> **Items kept from a collection**
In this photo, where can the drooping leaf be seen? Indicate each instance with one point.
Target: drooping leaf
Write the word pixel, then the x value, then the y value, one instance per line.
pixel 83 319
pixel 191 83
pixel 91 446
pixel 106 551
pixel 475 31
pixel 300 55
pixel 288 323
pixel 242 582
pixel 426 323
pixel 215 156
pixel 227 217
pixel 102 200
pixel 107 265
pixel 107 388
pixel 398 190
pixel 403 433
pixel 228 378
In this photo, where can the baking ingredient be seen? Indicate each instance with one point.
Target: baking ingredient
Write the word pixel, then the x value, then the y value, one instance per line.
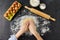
pixel 34 3
pixel 44 15
pixel 12 10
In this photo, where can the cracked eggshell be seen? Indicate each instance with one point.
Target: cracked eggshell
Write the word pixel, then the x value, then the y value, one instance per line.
pixel 42 6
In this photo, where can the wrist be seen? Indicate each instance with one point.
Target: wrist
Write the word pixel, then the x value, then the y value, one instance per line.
pixel 19 33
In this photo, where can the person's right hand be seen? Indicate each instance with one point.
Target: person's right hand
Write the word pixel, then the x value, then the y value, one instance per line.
pixel 32 29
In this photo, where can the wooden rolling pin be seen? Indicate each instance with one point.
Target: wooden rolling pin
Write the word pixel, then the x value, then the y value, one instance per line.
pixel 44 15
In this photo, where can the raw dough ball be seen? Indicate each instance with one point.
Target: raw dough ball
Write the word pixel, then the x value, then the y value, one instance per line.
pixel 42 6
pixel 34 3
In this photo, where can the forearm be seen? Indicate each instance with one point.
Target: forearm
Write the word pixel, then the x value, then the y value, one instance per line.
pixel 36 34
pixel 19 33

> **Work required**
Extract every line of the material above word for word, omitting the pictures.

> **Solution to this exercise**
In this photo, where can the drooping leaf be seen? Indicate each instance with one point.
Target: drooping leaf
Write the word pixel, then the x value, then the y value, one instance per line.
pixel 83 319
pixel 191 83
pixel 91 446
pixel 106 551
pixel 475 31
pixel 300 55
pixel 288 323
pixel 242 582
pixel 426 323
pixel 215 156
pixel 227 217
pixel 102 200
pixel 107 265
pixel 107 388
pixel 398 190
pixel 403 433
pixel 228 378
In this photo, where can the baking ingredient be seen? Indicate each instance with one point.
Target: baking ingredient
Write the word pixel, then the x value, then the y value, one instance per line.
pixel 34 3
pixel 44 15
pixel 12 10
In this photo, where can the cracked eggshell be seen? Indicate each instance with one point.
Target: cracked eggshell
Write the word pixel, then the x value, then the y value, one instance per line.
pixel 42 6
In this photo, where can the wrist be seen? Indicate each instance with one point.
Target: wrist
Write the word pixel, then the x value, then the y value, one instance per line.
pixel 19 33
In this photo, where can the person's right hand be seen? Indicate each instance with one point.
Target: person's right hand
Write the word pixel, then the x value, then the y value, one instance per line.
pixel 32 29
In this photo, where can the wooden rolling pin be seen? Indicate each instance with one point.
Target: wooden rolling pin
Write the word pixel, then the x value, then the y value, one instance per line.
pixel 44 15
In this photo, where can the raw dough ball be seen? Indicate each instance with one point.
Target: raw dough ball
Write the word pixel, then the x value, then the y value, one instance per line.
pixel 42 6
pixel 34 3
In this photo, where can the forearm be seen? Indicate each instance with one point.
Target: forearm
Write the word pixel, then the x value, then the y value, one instance per line.
pixel 36 34
pixel 19 33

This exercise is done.